■ Source passage:
Payroll solutions partners are likely to start out by ensuring their clients stay well within the regulatory framework. Global ventures starting up afresh in the host country go through mandatory statutory registration in the initial stage. More established concerns already operating in the market need to give out data, which after collation, will be run through a detailed audit before it is migrated, tested via User Acceptance Test (UAT) and set up for a mock run. After this, the client is taken on a live version, post which the client ceases the payroll responsibility.

For new ventures, statutory registration takes approximately 4 weeks while payroll processing takes approximately around 2 months to kick off without interference. The same would take around 4-6 months for an established firm depending on its size and complexity of operations. 

First-time clients also have a lot of concerns with taking the payroll load off their HR departments, knowing more about exemptions and also adhering to local tax and other statutory rules that have come into enforcement. Many of these global firms are also keen to know what domestic practices dominate the benefits and compensation area as well.

■ Dataset:
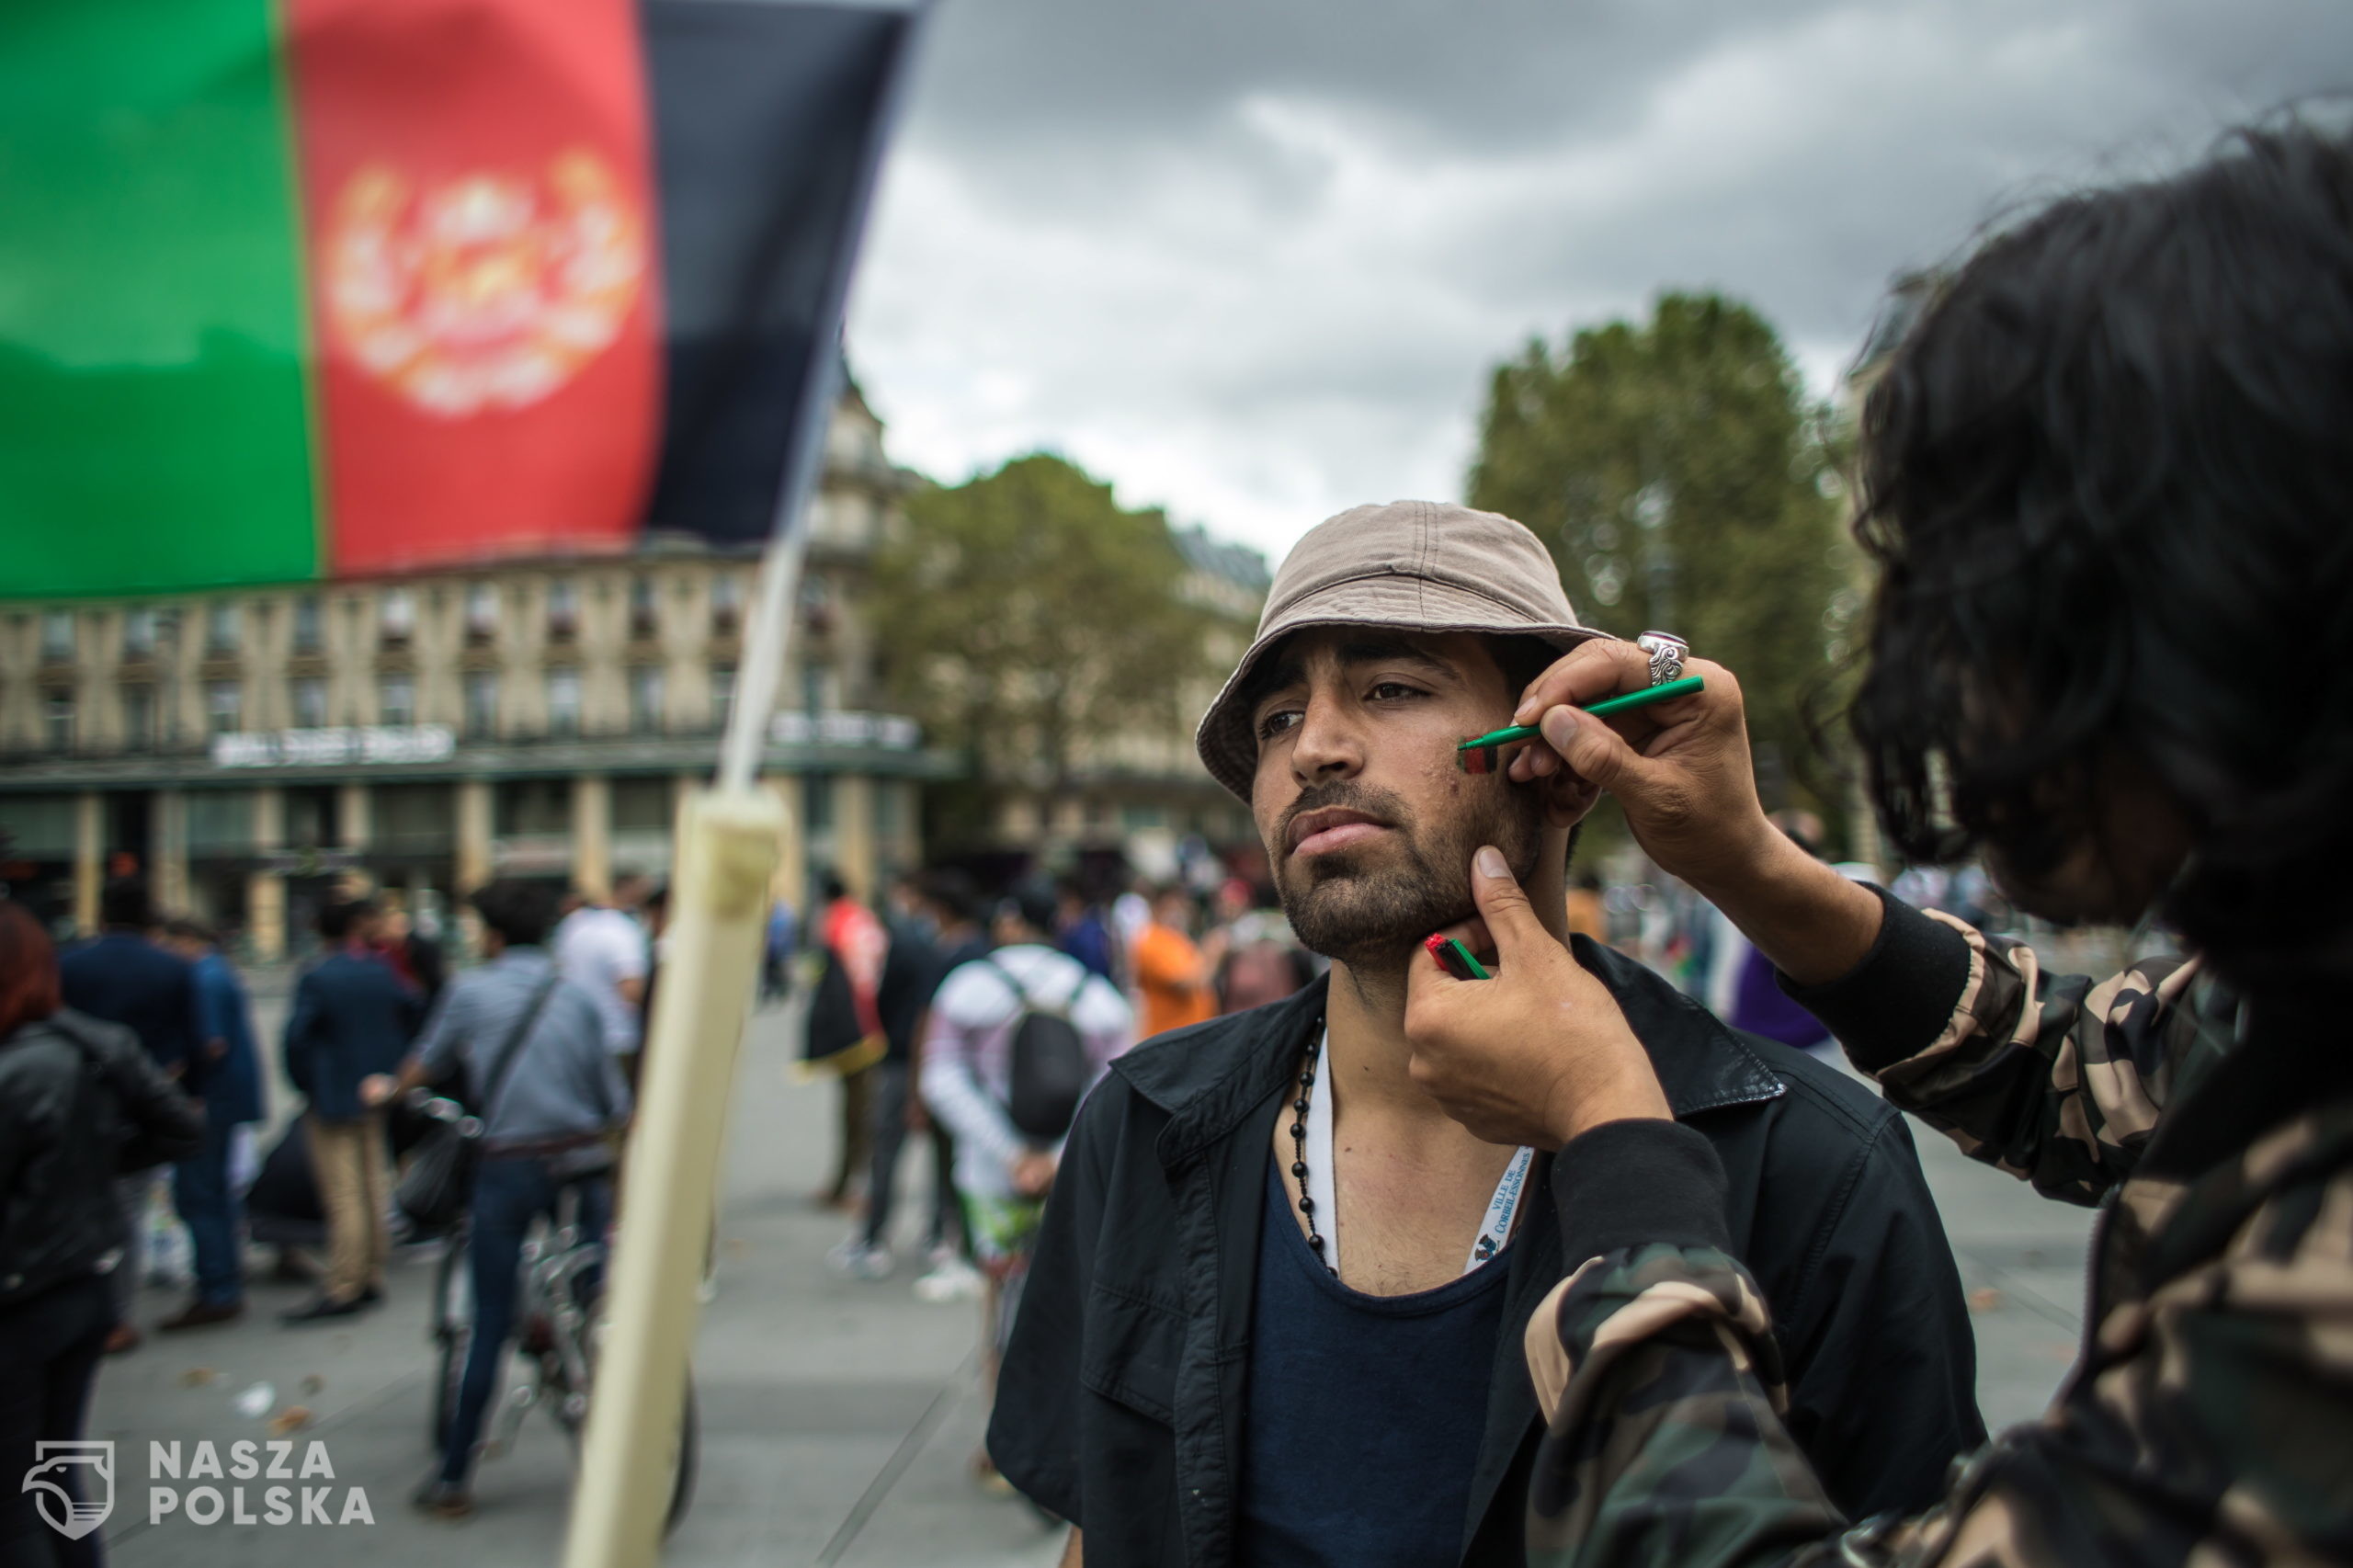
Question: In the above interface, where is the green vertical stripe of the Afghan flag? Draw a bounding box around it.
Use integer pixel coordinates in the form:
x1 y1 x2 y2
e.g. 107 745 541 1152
0 0 320 598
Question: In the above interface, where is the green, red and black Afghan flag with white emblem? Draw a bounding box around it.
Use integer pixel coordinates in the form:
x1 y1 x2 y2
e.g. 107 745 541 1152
0 0 913 598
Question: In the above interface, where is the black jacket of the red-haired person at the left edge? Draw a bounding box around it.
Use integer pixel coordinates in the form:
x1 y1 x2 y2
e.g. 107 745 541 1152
0 1012 205 1307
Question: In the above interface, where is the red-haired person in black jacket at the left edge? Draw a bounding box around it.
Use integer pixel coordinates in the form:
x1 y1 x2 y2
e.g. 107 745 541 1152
0 902 205 1568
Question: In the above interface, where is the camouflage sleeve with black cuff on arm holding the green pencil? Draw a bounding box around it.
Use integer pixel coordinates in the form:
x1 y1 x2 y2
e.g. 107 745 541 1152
1789 900 2219 1203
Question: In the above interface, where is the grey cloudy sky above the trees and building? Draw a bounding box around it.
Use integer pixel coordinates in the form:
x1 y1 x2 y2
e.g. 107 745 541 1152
849 0 2353 556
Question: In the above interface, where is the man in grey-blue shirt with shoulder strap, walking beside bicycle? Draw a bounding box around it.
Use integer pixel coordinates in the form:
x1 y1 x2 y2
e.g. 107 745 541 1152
365 878 631 1518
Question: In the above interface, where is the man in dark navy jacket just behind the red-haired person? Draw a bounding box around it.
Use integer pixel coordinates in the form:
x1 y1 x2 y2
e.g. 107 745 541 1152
59 876 205 1356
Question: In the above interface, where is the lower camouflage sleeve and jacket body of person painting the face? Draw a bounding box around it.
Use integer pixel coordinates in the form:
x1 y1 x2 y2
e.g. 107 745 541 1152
1527 1096 2353 1568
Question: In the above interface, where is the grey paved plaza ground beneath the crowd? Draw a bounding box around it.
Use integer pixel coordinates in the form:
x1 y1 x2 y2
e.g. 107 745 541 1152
89 998 2089 1568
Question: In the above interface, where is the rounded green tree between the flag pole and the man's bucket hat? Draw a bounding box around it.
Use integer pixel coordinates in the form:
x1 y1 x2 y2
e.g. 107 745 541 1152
875 452 1205 840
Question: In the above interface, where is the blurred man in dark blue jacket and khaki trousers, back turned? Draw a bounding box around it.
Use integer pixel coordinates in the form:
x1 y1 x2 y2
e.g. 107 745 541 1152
285 900 421 1324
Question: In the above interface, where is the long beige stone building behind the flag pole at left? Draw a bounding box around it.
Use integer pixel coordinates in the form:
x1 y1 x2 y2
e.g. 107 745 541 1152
0 389 944 959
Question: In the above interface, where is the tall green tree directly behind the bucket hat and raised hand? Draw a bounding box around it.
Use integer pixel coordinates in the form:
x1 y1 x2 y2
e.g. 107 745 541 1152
1471 294 1857 814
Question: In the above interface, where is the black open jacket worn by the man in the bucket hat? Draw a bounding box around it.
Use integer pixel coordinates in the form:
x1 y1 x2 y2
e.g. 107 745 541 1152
988 937 1984 1568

■ What is being asked: Resume the passage on onboarding with a payroll solutions partner, picking up after its last sentence.

■ Reply to the task:
Client reviews are held every quarter focusing on operations competencies and annual meets are held with the senior management team to survey aspects related to service performance score card , improvements, renewals additional scope and new products/services apart from unforeseeable events (like an M&A or buyout). Through these review sessions, client satisfaction, as one may come to understand, stands on top of the list. While the client enlists a broad set of requirements from day one, it is also essential for payroll providers to enhance their experience by providing supplementary advisory services in additional measure and controls to protect payroll data integrity. 

Complimentary consulting on payroll, sharing best practices and information on new products may go a long way not just in bolstering the contract but also in building long-lasting goodwill and trust.